**DOCUMENT TEXT:**
※

A preliminary examination of water samples from the ancient subglacial Lake Vostok near the South Pole indicated that its inhabitants are not to be found anywhere else on Earth, a member of the research team told RIA Novosti.
The species of bacteria, whose traces were found in probes of water from Lake Vostok, do not belong to any of the 40-plus known subkingdoms of bacteria, said Sergei Bulat, a researcher at the Laboratory of Eukaryote Genetics at the St. Petersburg Nuclear Physics Institute.
“After excluding all known contaminants…we discovered bacterial DNA that does not match any known species listed in global databanks. We call it unidentified and ‘unclassified’ life,” Bulat said.
Seven samples of the same species of bacteria were found in water frozen on the head of the drill that was used in 2012 to reach the lake, covered by a 3.5-kilometer-thick ice sheet, but the match between its DNA and any known organisms never exceeded 86 percent, while a match of under 90 percent is already enough to indicate a new species, Bulat said.

※

**Dataset entries:**

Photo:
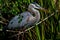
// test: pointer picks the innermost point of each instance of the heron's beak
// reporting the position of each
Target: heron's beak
(44, 10)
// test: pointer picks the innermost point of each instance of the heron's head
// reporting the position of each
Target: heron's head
(36, 6)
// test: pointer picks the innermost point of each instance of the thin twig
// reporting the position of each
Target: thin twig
(3, 22)
(33, 26)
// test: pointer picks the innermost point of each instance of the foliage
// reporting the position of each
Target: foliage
(48, 30)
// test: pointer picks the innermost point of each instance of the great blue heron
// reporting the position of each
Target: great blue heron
(26, 18)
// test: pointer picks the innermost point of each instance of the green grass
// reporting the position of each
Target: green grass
(44, 31)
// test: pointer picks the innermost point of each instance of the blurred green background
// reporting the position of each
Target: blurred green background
(48, 30)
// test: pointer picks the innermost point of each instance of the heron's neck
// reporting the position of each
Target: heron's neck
(36, 12)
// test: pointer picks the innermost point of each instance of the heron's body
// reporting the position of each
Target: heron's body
(26, 18)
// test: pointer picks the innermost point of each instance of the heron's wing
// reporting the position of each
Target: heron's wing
(19, 20)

※

**TASKS TO CARRY OUT:**
(a) Quote the Lake Vostok article word for word, everything from "A preliminary examination" down to "told RIA Novosti.".
(b) List every number written in digits in the Lake Vostok article.

**COMPLETED EXERCISE:**
(a)
A preliminary examination of water samples from the ancient subglacial Lake Vostok near the South Pole indicated that its inhabitants are not to be found anywhere else on Earth, a member of the research team told RIA Novosti.

(b) 40 (in "40-plus"), 2012, 3.5, 86, 90